Report each line of the data below that contains the word "church", and copy every such line in full.
**** Working data ****
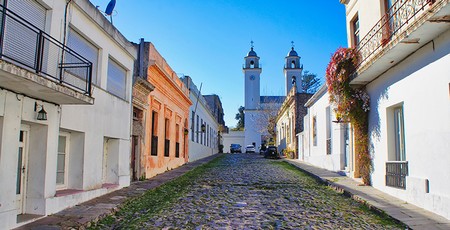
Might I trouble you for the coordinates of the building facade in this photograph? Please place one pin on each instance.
(204, 129)
(168, 116)
(289, 119)
(289, 122)
(325, 142)
(140, 139)
(405, 51)
(64, 70)
(258, 109)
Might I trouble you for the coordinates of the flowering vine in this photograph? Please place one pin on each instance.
(352, 104)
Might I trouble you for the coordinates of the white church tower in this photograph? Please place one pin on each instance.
(252, 71)
(293, 71)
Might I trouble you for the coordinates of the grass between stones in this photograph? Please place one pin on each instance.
(138, 209)
(330, 194)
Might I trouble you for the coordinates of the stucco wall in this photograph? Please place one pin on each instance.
(421, 84)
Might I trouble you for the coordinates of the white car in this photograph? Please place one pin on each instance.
(250, 149)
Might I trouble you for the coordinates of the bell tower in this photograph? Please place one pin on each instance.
(252, 71)
(293, 71)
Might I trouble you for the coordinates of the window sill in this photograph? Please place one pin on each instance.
(67, 192)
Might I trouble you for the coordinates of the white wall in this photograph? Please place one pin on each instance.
(88, 126)
(200, 149)
(421, 84)
(233, 137)
(317, 154)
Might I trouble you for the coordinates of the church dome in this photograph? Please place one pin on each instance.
(292, 53)
(251, 53)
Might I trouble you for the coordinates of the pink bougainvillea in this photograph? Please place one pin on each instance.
(352, 104)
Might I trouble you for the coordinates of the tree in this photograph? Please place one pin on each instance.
(241, 121)
(310, 82)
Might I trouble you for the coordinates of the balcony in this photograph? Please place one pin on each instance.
(396, 172)
(407, 26)
(37, 65)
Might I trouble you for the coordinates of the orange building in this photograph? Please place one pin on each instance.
(167, 116)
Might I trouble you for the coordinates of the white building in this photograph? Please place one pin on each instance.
(405, 53)
(324, 142)
(81, 150)
(258, 109)
(204, 129)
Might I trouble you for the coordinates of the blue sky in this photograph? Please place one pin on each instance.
(208, 39)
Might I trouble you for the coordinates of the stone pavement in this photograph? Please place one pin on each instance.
(246, 191)
(78, 216)
(411, 215)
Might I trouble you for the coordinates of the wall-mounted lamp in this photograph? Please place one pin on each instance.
(42, 115)
(203, 127)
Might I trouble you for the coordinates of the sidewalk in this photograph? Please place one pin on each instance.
(79, 216)
(411, 215)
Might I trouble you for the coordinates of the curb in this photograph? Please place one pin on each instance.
(346, 193)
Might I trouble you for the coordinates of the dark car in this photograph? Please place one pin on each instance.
(235, 148)
(271, 152)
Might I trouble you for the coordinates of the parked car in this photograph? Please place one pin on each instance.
(262, 149)
(235, 148)
(271, 152)
(250, 149)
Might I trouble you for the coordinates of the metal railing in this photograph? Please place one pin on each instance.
(27, 46)
(400, 14)
(396, 172)
(177, 149)
(166, 148)
(154, 150)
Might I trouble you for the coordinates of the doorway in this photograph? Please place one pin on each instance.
(22, 168)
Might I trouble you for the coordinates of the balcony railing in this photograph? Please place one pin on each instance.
(396, 172)
(25, 45)
(392, 23)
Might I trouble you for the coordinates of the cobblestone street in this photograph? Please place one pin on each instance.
(245, 191)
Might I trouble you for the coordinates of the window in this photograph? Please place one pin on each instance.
(208, 133)
(400, 153)
(329, 126)
(117, 79)
(166, 137)
(196, 132)
(192, 126)
(201, 133)
(86, 49)
(314, 130)
(154, 150)
(177, 143)
(355, 31)
(62, 161)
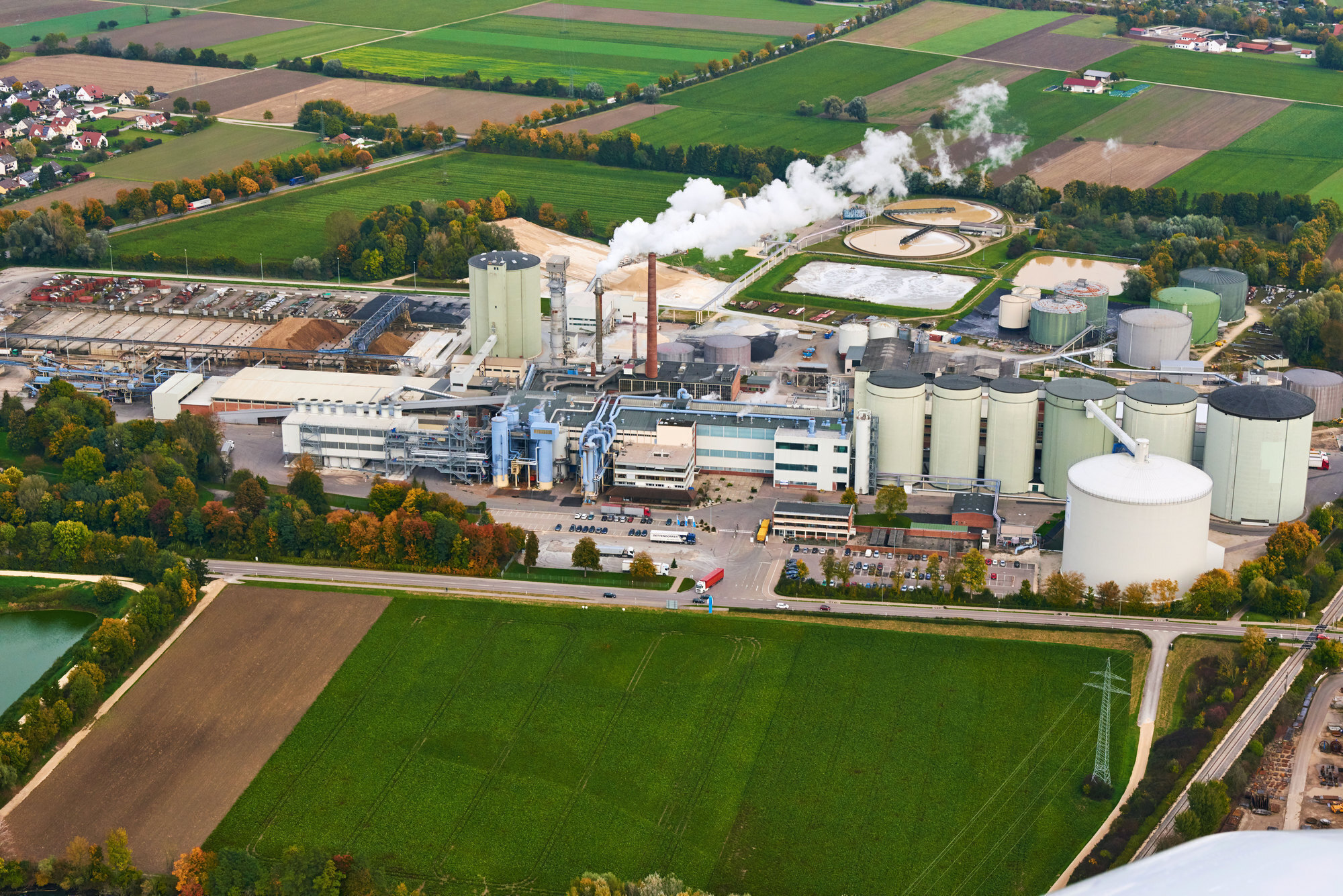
****
Completed task
Might I trouble you for the coordinates of the white church tower in this photograph? Please place one pin on each instance.
Might I trouble you for the coordinates of the church dome in this photograph? Please place one pin on each instance.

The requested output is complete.